Extracted text:
# # # #
I noticed that in Figure 1 legend B is difficult to read and legends for C and D panels are missing.

In Figure S7, I was wondering what was corresponding to the gap between c023 and c119 for E4-10which appears to be covered by GC content analysis. Same in panel B for RCC970, between c188 and c258 for which a possible explanation is provided, yet the GC content seems to cover this gap.

Reviewer #3 (Recommendations for the authors):

This is a very thorough analysis and raises many avenues for future work.

I found myself speculating on how the biology of the system is working in terms of the gain-and-loss of EMALEs, with one idea for an analysis that could be done. I am not proposing this as additional work, but I am curious if the authors had already looked into something along this vein. Presumably complete EMALEs are relatively recent acquisitions while fragmented EMALEs have been inactivated by random processes (point mutations followed by larger insertion-deletions) and are therefore more ancient. Have you looked at making phylogenies for the core morphology module genes in the EMALE fragments to see if they represent more basal types?
# # # #
Exercise prompt: Can you give everything in the reviewer comments from "I noticed that" down to "for future work." again, with "GC content" renamed "guanine-cytosine content"?

Stored data:
# # # #
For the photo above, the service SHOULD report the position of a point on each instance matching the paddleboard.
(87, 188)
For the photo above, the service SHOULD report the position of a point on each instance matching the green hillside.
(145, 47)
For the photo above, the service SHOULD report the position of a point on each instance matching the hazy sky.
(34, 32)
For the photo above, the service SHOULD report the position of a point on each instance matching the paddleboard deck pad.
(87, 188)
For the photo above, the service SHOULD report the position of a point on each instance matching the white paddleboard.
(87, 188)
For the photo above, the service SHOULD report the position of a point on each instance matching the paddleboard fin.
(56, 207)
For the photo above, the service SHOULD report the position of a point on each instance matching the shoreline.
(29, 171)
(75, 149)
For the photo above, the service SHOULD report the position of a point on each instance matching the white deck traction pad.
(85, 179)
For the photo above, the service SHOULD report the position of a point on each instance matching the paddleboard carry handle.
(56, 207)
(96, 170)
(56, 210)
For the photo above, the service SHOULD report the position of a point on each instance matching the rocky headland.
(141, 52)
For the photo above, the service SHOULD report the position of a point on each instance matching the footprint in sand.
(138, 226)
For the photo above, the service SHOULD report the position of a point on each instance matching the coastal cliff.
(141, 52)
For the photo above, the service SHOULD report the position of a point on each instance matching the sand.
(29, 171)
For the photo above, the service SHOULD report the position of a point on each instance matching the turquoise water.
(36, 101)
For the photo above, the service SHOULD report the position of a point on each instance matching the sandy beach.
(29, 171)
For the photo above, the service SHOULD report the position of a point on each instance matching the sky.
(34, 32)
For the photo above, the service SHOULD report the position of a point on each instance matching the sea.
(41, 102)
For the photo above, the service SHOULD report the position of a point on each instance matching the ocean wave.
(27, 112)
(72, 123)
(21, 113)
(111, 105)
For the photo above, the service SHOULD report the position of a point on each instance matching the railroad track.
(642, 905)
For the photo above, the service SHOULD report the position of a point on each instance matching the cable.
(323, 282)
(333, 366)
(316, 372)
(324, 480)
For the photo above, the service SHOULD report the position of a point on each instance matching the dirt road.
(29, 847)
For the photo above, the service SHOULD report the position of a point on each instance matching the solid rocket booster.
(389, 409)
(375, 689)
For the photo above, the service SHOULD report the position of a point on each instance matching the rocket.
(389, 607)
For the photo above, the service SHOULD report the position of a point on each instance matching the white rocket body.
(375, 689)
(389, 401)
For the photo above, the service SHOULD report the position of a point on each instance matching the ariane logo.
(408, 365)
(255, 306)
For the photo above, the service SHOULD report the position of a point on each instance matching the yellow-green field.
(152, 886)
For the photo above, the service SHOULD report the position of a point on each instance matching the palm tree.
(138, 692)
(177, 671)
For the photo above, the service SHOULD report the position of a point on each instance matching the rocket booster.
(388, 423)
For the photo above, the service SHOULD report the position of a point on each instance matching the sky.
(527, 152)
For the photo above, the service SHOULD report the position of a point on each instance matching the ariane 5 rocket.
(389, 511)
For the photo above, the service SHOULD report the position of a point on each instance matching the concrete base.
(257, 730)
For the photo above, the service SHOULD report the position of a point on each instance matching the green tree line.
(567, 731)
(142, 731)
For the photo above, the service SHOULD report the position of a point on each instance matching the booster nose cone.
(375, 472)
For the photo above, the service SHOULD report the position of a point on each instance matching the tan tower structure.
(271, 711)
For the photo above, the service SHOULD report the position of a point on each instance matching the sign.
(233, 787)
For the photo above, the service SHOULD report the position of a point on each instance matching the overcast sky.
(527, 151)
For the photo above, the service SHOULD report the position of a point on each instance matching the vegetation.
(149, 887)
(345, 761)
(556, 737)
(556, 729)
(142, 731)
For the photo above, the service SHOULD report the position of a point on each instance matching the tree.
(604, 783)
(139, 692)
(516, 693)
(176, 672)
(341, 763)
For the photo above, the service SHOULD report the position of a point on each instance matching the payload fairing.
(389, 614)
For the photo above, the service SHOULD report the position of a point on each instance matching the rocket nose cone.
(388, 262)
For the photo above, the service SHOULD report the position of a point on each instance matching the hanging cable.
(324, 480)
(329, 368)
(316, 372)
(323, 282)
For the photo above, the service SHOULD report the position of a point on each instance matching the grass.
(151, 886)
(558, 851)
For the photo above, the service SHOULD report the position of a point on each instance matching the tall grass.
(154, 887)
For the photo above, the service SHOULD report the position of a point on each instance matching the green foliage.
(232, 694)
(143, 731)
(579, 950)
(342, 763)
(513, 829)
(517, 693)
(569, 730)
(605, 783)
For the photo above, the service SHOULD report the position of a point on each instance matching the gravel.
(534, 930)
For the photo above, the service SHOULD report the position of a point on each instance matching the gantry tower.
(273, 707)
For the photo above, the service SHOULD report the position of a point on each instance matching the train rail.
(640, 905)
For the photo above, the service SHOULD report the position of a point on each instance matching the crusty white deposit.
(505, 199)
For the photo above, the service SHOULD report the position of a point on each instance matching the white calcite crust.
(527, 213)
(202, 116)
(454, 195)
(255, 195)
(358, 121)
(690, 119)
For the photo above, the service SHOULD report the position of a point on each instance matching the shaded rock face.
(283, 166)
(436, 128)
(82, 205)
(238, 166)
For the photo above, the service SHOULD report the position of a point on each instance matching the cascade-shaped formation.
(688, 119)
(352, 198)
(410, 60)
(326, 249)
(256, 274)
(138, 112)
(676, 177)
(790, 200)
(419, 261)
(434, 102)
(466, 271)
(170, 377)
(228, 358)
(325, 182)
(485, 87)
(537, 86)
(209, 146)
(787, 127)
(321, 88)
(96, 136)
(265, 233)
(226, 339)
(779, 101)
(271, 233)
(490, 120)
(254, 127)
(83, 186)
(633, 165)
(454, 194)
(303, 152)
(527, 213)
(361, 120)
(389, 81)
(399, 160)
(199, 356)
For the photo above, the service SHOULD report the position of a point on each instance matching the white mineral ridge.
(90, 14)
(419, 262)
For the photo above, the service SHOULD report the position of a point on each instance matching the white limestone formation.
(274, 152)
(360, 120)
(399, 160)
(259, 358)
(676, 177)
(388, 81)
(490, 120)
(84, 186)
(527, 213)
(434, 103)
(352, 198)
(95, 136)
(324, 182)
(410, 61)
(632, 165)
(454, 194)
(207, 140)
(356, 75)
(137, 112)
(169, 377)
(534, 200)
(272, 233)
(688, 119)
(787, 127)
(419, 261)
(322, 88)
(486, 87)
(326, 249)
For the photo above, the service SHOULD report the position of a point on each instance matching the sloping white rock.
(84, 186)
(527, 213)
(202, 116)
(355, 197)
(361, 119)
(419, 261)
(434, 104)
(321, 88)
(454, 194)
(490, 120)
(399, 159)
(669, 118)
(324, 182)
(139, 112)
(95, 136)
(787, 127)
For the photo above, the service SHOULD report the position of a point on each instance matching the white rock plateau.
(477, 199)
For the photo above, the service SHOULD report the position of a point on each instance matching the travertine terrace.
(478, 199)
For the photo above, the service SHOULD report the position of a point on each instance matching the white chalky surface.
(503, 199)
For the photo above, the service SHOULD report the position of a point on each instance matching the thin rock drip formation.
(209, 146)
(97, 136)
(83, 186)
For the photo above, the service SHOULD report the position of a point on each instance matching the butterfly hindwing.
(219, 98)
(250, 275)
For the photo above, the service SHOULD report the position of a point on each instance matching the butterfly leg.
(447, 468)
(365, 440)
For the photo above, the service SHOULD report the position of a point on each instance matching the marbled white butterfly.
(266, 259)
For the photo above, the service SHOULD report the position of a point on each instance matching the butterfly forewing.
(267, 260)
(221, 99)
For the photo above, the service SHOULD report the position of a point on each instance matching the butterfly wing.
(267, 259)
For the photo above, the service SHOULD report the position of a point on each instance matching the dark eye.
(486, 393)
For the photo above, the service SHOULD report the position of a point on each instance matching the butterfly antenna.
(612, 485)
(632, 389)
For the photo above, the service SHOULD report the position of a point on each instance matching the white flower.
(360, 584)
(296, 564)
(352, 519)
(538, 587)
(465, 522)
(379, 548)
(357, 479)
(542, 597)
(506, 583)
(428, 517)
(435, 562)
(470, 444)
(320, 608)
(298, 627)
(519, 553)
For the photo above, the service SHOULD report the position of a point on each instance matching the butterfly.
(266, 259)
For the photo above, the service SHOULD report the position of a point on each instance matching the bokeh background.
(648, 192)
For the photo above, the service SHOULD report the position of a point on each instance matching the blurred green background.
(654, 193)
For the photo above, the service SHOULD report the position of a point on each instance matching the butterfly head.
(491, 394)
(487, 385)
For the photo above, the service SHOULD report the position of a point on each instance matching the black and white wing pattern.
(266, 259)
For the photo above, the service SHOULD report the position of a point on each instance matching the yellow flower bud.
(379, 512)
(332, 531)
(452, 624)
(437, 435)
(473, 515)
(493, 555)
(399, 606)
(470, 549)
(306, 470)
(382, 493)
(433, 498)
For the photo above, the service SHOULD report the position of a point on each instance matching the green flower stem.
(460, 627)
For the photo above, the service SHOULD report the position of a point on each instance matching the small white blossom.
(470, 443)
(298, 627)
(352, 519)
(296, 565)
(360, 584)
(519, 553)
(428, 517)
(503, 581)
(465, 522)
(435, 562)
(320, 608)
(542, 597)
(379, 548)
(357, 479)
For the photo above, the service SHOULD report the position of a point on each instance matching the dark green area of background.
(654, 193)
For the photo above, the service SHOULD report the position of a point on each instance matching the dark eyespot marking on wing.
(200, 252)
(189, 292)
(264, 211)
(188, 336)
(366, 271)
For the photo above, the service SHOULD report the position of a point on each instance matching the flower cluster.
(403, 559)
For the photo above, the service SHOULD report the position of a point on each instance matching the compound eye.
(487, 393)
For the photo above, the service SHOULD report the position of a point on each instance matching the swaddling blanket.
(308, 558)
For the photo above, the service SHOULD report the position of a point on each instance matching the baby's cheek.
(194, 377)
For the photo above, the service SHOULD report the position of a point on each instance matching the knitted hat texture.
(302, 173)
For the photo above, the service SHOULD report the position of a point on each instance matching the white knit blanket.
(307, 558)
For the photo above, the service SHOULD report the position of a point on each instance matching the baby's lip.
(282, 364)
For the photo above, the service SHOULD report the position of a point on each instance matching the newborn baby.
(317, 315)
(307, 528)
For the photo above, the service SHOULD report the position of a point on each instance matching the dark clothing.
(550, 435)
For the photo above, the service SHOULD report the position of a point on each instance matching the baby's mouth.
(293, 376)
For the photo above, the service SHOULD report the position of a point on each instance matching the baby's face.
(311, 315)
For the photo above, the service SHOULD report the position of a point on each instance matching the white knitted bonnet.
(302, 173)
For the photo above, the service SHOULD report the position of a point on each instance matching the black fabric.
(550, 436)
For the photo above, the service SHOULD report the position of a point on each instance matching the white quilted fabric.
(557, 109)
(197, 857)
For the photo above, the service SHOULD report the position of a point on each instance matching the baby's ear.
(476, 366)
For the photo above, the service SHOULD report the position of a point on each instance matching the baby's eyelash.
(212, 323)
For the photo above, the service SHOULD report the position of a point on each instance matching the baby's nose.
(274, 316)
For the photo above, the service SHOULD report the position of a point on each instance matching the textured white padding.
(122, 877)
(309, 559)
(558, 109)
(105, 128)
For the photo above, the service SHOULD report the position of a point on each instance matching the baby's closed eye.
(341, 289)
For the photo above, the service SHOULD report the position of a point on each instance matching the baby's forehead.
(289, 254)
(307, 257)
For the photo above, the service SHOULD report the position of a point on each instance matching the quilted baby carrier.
# # # #
Task answer:
I noticed that in Figure 1 legend B is difficult to read and legends for C and D panels are missing.

In Figure S7, I was wondering what was corresponding to the gap between c023 and c119 for E4-10which appears to be covered by guanine-cytosine content analysis. Same in panel B for RCC970, between c188 and c258 for which a possible explanation is provided, yet the guanine-cytosine content seems to cover this gap.

Reviewer #3 (Recommendations for the authors):

This is a very thorough analysis and raises many avenues for future work.